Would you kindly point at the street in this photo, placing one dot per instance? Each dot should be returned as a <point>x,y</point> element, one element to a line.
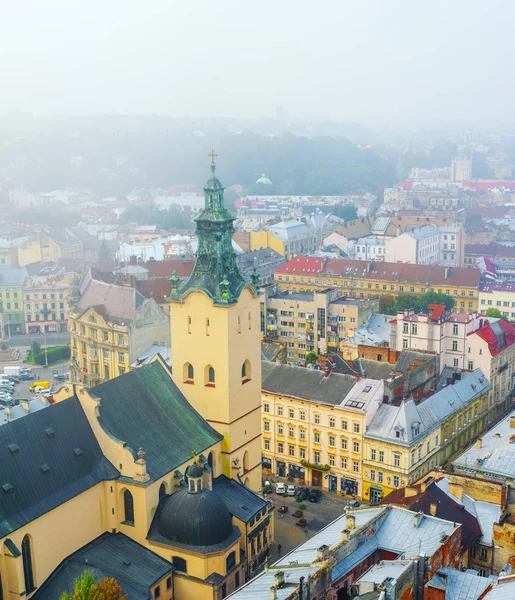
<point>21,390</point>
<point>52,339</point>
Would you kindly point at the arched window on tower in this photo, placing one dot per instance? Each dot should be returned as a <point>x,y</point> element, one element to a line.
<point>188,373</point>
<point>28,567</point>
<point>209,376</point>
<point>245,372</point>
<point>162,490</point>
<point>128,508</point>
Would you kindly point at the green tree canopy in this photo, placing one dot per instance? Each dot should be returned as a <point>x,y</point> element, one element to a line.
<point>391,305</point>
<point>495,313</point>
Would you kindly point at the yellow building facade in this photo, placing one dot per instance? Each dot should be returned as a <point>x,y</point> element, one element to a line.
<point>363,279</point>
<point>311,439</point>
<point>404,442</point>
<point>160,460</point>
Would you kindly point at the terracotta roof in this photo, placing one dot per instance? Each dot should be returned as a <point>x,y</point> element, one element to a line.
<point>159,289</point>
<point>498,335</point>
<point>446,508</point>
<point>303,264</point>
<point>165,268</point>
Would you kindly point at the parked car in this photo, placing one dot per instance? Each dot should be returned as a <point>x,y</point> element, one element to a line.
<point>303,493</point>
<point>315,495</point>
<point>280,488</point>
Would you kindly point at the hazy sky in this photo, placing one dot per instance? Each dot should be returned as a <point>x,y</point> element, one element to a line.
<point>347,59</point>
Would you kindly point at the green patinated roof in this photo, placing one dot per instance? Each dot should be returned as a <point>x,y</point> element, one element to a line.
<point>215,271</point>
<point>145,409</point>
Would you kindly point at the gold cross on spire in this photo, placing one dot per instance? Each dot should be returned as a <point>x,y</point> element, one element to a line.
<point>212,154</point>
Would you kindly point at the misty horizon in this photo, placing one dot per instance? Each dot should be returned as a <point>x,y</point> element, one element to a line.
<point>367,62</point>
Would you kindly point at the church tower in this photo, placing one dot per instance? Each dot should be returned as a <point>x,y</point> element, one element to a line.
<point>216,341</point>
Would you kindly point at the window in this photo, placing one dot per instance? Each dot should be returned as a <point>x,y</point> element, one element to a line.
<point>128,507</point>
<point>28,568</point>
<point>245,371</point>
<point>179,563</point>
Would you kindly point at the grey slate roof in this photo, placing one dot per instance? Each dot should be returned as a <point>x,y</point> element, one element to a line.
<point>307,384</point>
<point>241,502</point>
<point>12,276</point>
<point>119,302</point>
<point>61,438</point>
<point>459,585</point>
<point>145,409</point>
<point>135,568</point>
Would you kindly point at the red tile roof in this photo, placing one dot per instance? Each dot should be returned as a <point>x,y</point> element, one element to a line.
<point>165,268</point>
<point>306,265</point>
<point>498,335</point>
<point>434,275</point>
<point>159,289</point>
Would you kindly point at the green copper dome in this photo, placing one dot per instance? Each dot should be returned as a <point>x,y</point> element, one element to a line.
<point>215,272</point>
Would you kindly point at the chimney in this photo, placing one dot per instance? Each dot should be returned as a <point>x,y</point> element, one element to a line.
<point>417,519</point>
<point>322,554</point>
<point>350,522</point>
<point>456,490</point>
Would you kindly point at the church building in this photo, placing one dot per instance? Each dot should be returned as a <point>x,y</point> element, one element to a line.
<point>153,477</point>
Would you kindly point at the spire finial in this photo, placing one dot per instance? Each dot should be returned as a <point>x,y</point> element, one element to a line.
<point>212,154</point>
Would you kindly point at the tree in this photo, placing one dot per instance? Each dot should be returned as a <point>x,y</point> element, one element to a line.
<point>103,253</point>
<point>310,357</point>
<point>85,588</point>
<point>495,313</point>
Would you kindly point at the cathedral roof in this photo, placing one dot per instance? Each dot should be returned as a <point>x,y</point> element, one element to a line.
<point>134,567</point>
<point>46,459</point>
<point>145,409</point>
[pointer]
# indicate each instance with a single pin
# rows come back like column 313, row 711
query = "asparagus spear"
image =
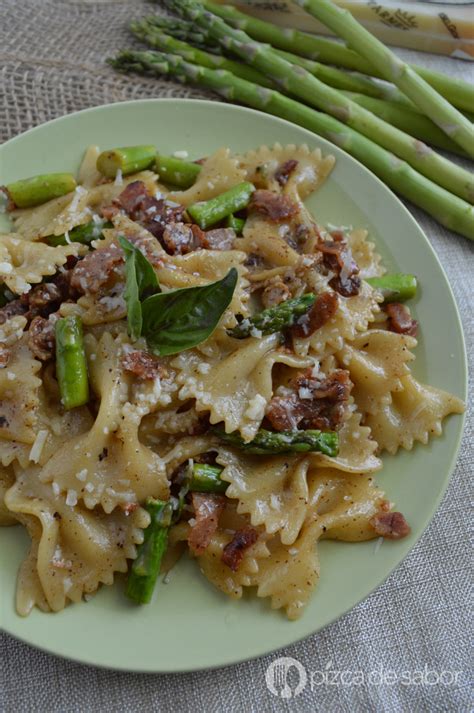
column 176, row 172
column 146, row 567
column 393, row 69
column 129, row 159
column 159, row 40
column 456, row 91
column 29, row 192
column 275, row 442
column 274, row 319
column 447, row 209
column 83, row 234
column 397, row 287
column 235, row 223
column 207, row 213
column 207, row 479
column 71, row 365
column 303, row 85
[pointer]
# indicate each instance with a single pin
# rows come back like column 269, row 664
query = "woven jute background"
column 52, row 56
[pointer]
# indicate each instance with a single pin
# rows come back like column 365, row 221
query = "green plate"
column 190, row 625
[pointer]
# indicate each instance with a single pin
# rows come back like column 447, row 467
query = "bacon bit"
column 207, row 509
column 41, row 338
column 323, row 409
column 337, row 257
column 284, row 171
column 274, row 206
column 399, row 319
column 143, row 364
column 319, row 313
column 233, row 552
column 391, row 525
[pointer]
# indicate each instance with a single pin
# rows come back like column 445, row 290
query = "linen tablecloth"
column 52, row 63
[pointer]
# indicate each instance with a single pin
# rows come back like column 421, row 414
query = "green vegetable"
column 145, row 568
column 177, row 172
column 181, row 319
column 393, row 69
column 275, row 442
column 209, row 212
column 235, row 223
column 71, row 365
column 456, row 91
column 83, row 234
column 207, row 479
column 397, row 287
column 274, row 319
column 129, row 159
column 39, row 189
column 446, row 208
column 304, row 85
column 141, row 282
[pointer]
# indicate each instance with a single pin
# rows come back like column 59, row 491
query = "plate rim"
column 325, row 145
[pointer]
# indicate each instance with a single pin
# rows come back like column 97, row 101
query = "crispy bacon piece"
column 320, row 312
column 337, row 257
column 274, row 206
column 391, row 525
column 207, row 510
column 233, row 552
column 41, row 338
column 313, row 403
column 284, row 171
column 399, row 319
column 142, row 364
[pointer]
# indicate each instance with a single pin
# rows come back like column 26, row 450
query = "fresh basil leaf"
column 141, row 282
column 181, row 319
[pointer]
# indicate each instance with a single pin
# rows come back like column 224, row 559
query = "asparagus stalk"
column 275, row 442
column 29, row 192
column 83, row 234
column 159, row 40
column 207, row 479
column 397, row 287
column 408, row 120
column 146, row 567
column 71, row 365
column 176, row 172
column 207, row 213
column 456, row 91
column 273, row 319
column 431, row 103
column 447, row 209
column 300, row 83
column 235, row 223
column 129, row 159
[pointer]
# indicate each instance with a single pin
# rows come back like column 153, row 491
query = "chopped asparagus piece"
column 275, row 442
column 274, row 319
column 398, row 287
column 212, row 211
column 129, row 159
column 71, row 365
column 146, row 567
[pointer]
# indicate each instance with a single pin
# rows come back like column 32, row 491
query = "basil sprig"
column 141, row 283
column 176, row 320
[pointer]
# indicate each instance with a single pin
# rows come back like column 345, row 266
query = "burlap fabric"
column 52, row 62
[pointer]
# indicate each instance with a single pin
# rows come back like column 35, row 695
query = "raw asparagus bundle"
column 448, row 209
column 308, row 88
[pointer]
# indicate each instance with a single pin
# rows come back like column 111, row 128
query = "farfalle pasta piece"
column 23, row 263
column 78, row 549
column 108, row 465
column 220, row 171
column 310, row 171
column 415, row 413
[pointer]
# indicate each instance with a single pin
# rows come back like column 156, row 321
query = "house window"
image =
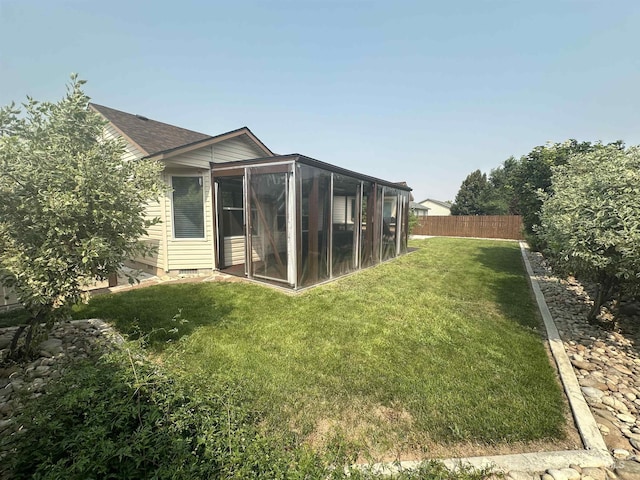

** TASK GOAL **
Repeat all of the material above exactly, leaving out pictures.

** COMPLETED TASK **
Would you kindly point at the street in this photo, placing one dot per instance? Each dot should be returned as a <point>x,y</point> element, one element to a line.
<point>21,390</point>
<point>52,339</point>
Would you kindly point at the arched window on tower in this photo, placing one dot per instance? Each dot should be returned as a <point>x,y</point> element, one element to a line.
<point>188,373</point>
<point>28,567</point>
<point>209,376</point>
<point>245,372</point>
<point>162,490</point>
<point>128,508</point>
Would you kindly point at the green tree canopy in this photo, placing one dot per instance? Each dot should be returned as a <point>x,y</point> element, one element to a line.
<point>391,305</point>
<point>495,313</point>
Would you kindly point at the yellow building facade in this photo, placing one dot per instance? Each dot should be returned as a <point>x,y</point> element, one element to a line.
<point>363,279</point>
<point>311,439</point>
<point>404,442</point>
<point>160,460</point>
Would you kindly point at the terracotta roof in this photo, placing one dot per instance? Each dot should be returned as a <point>x,y</point> element, one element to a line.
<point>159,289</point>
<point>498,335</point>
<point>446,508</point>
<point>303,264</point>
<point>165,268</point>
Would you kindly point at the parked car in this photo, placing one dot per instance? Each dot should be returned as a <point>x,y</point> element, one element to a line.
<point>303,493</point>
<point>315,495</point>
<point>280,488</point>
Would you kindly point at the hazy sky in this photo, placing one dot per instance? Each dot should be returned as a <point>x,y</point> element, one element to a line.
<point>347,59</point>
Would you kindly point at the green patinated roof in this photo, placing one dot per instance? Each dot should be returned as a <point>x,y</point> element, one element to a line.
<point>215,271</point>
<point>145,409</point>
Would you kindly point at the gold cross on spire in this photo, placing one dot per instance? Each dot should be returned as a <point>x,y</point> element, one element to a line.
<point>212,154</point>
Would you kindly point at the misty horizon in this photo, placing one dot per instance? Each dot should be returned as a <point>x,y</point> element, one element to a line.
<point>367,62</point>
Would you kindly point at the church tower in this photo, placing one dot per instance? Each dot should be returned as a <point>x,y</point> element, one element to a line.
<point>216,341</point>
Would you kindly point at the window in this photo, placing one dot per instance? Each dot should be returned as a <point>x,y</point> element, one element to a line.
<point>128,507</point>
<point>28,568</point>
<point>245,371</point>
<point>179,563</point>
Would you kindly point at the grey slate roof in this photo, placing one dot per instance? Each dot should be returned as a <point>x,y</point> element, one element to a line.
<point>307,384</point>
<point>241,502</point>
<point>12,276</point>
<point>119,302</point>
<point>61,438</point>
<point>459,585</point>
<point>145,409</point>
<point>135,568</point>
Would you kindly point at the red tile roof in this photo, placing one dot per instance? Each dot should be returned as a <point>x,y</point> element, one element to a line.
<point>165,268</point>
<point>306,265</point>
<point>498,335</point>
<point>434,275</point>
<point>159,289</point>
Would you kindly point at the green copper dome in this photo, placing one dot per instance? Each dot should be returned as a <point>x,y</point> element, one element to a line.
<point>215,272</point>
Would you kindly point at the chimney in this photo, placing one dot per instance? Each dot should be returned as a <point>x,y</point> element, one element to a line.
<point>417,519</point>
<point>322,554</point>
<point>350,522</point>
<point>456,490</point>
Would you kindly point at the church building in this photo, placing one dot per instance? Each dot should be returned as a <point>x,y</point> element, one element to a line.
<point>153,477</point>
Would you kindly point at the spire finial in this photo, placing one dot per instance? Each dot should be returned as a <point>x,y</point> element, one element to a line.
<point>212,154</point>
Would you kindly point at the tree in this photo, placing one dot per instance? Each dot should be returned as a <point>x,y</point> element, one element to a line.
<point>103,253</point>
<point>310,357</point>
<point>85,588</point>
<point>495,313</point>
Would you kindly point at the cathedral roof in this photo, placing one dot per instance? Each dot should be returned as a <point>x,y</point> element, one element to a line.
<point>134,567</point>
<point>46,459</point>
<point>145,409</point>
[pointer]
# indicate each instance with a single pin
# rows come back like column 313, row 711
query = "asparagus spear"
image =
column 176, row 172
column 146, row 567
column 393, row 69
column 129, row 159
column 159, row 40
column 456, row 91
column 29, row 192
column 275, row 442
column 274, row 319
column 447, row 209
column 83, row 234
column 397, row 287
column 235, row 223
column 207, row 213
column 207, row 479
column 71, row 365
column 303, row 85
[pointer]
# indicate each instance with a single pin
# rows come back like column 269, row 664
query = "woven jute background"
column 52, row 56
[pointer]
# indicate each instance with a single pin
# rows come back like column 365, row 221
query = "green plate"
column 190, row 625
[pointer]
# indicate each instance with a single pin
# rows come back like column 447, row 467
query = "bacon bit"
column 207, row 509
column 41, row 338
column 323, row 409
column 337, row 257
column 284, row 171
column 274, row 206
column 399, row 319
column 143, row 364
column 319, row 313
column 233, row 552
column 391, row 525
[pointer]
# indicate each instance with a single pin
# rows come back like column 445, row 290
query = "linen tablecloth"
column 52, row 63
[pointer]
# indicate each instance with a single pin
# rows come back like column 421, row 414
query = "green vegetable"
column 145, row 568
column 177, row 172
column 181, row 319
column 393, row 69
column 275, row 442
column 209, row 212
column 235, row 223
column 71, row 365
column 456, row 91
column 83, row 234
column 207, row 479
column 397, row 287
column 274, row 319
column 129, row 159
column 39, row 189
column 446, row 208
column 304, row 85
column 141, row 282
[pointer]
# indicate each instance with a single pin
# rows come back like column 59, row 491
query = "plate rim"
column 325, row 145
[pointer]
# indicate each instance with a single pin
# rows come back like column 97, row 101
query = "crispy bacon piece"
column 320, row 312
column 337, row 257
column 274, row 206
column 391, row 525
column 207, row 510
column 233, row 552
column 41, row 338
column 313, row 403
column 284, row 171
column 399, row 319
column 142, row 364
[pointer]
# indicate each instance with a single pin
# rows come back like column 26, row 450
query = "fresh basil leaf"
column 141, row 282
column 181, row 319
[pointer]
# indicate each instance with a single pin
# rows come back like column 224, row 559
query = "asparagus stalk"
column 275, row 442
column 29, row 192
column 83, row 234
column 159, row 40
column 207, row 479
column 397, row 287
column 408, row 120
column 146, row 567
column 71, row 365
column 176, row 172
column 207, row 213
column 456, row 91
column 273, row 319
column 431, row 103
column 447, row 209
column 300, row 83
column 235, row 223
column 129, row 159
[pointer]
# indicate each instance with a single pin
# rows come back like column 153, row 491
query = "chopped asparagus piece"
column 275, row 442
column 274, row 319
column 398, row 287
column 212, row 211
column 129, row 159
column 71, row 365
column 146, row 567
[pointer]
# indicate each instance with a single pin
# rows come back like column 32, row 491
query = "basil sprig"
column 141, row 283
column 176, row 320
[pointer]
# indicate each instance with a single pin
# rows come back like column 345, row 266
query = "burlap fabric"
column 52, row 62
[pointer]
# indicate each instance with a single pin
# rows come back like column 35, row 695
query = "raw asparagus bundle"
column 448, row 209
column 308, row 88
[pointer]
# indicate each instance with a single pin
# rows come back like column 111, row 128
query = "farfalle pasta piece"
column 23, row 263
column 78, row 549
column 108, row 465
column 220, row 171
column 310, row 171
column 415, row 413
[pointer]
# indicate each instance with a single pin
# rows come back like column 156, row 321
query = "house window"
image =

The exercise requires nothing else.